• **Objective**
Nothing in the records may be left out or altered; reproduce them all exactly.

• **Input data**
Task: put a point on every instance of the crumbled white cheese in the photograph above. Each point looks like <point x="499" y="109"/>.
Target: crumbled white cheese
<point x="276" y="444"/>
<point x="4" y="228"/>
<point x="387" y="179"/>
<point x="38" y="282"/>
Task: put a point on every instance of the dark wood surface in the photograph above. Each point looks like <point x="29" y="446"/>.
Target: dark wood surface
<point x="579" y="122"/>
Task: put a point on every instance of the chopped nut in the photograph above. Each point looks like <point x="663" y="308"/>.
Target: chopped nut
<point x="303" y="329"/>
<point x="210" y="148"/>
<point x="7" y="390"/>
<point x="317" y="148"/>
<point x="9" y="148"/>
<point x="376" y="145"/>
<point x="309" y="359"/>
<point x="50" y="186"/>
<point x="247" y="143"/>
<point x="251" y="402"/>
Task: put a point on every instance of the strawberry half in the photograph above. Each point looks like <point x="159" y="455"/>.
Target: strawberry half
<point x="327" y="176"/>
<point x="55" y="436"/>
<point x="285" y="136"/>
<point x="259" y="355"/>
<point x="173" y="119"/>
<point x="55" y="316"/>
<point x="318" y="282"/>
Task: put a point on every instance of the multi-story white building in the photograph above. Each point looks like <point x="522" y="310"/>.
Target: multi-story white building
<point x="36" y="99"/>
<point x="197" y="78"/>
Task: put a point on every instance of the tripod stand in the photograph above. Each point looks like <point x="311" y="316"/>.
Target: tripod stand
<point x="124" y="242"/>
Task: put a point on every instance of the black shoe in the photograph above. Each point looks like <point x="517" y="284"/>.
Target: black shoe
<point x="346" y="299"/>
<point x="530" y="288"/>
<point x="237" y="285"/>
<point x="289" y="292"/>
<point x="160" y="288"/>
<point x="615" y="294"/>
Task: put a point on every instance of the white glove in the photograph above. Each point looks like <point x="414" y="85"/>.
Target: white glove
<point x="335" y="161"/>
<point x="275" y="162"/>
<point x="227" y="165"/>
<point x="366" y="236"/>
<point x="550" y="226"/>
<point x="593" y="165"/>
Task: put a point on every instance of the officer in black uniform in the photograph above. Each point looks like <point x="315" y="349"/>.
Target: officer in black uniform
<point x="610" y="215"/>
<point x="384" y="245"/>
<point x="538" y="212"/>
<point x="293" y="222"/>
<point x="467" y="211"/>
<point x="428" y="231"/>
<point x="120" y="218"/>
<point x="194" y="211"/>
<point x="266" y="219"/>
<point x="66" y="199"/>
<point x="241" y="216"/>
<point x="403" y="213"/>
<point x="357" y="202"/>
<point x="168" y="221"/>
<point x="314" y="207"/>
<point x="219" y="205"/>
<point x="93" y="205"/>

• **Answer to this problem**
Task: put a point on every instance of the crumbled white cheese in the photograph above. Each point looks like <point x="499" y="109"/>.
Target: crumbled white cheese
<point x="276" y="444"/>
<point x="4" y="228"/>
<point x="387" y="179"/>
<point x="38" y="282"/>
Task: put a point on every instance of the dark wood surface in the photograph above. Each point looks like <point x="29" y="446"/>.
Target: dark wood surface
<point x="579" y="122"/>
Task: put a point on every instance of the chopped nut in the photograph above. Each point looks like <point x="663" y="308"/>.
Target: chopped nut
<point x="303" y="329"/>
<point x="210" y="148"/>
<point x="7" y="390"/>
<point x="317" y="148"/>
<point x="9" y="148"/>
<point x="376" y="145"/>
<point x="309" y="359"/>
<point x="50" y="186"/>
<point x="247" y="143"/>
<point x="251" y="402"/>
Task: put a point on every instance of the strawberry half in the photograph above. Each point looks like <point x="159" y="455"/>.
Target: strawberry half
<point x="327" y="176"/>
<point x="55" y="436"/>
<point x="285" y="136"/>
<point x="259" y="355"/>
<point x="173" y="119"/>
<point x="55" y="316"/>
<point x="318" y="282"/>
Task: put a point on every instance of the multi-story white building in the photograph above. Each point looks like <point x="522" y="310"/>.
Target: multi-story white building
<point x="36" y="99"/>
<point x="197" y="78"/>
Task: put a point on every instance of the tripod stand in the photograph above. Each point looks like <point x="311" y="316"/>.
Target: tripod stand
<point x="124" y="242"/>
Task: put a point on every instance of the black shoe in the photograph above. Each point looks like <point x="517" y="284"/>.
Target: black shoe
<point x="346" y="299"/>
<point x="530" y="288"/>
<point x="237" y="285"/>
<point x="289" y="292"/>
<point x="160" y="288"/>
<point x="615" y="294"/>
Task: put a point on every instance of the white glove in the photograph above. Each point looks like <point x="414" y="85"/>.
Target: white glove
<point x="335" y="161"/>
<point x="275" y="162"/>
<point x="227" y="165"/>
<point x="366" y="236"/>
<point x="550" y="226"/>
<point x="593" y="165"/>
Task: put a point on every instance of the officer in black uniform in the photograph above. Each point looks like <point x="315" y="349"/>.
Target: officer in black uniform
<point x="610" y="215"/>
<point x="384" y="245"/>
<point x="538" y="212"/>
<point x="293" y="222"/>
<point x="467" y="211"/>
<point x="428" y="231"/>
<point x="120" y="218"/>
<point x="194" y="211"/>
<point x="266" y="219"/>
<point x="66" y="199"/>
<point x="241" y="216"/>
<point x="403" y="213"/>
<point x="357" y="202"/>
<point x="168" y="221"/>
<point x="314" y="207"/>
<point x="219" y="205"/>
<point x="93" y="205"/>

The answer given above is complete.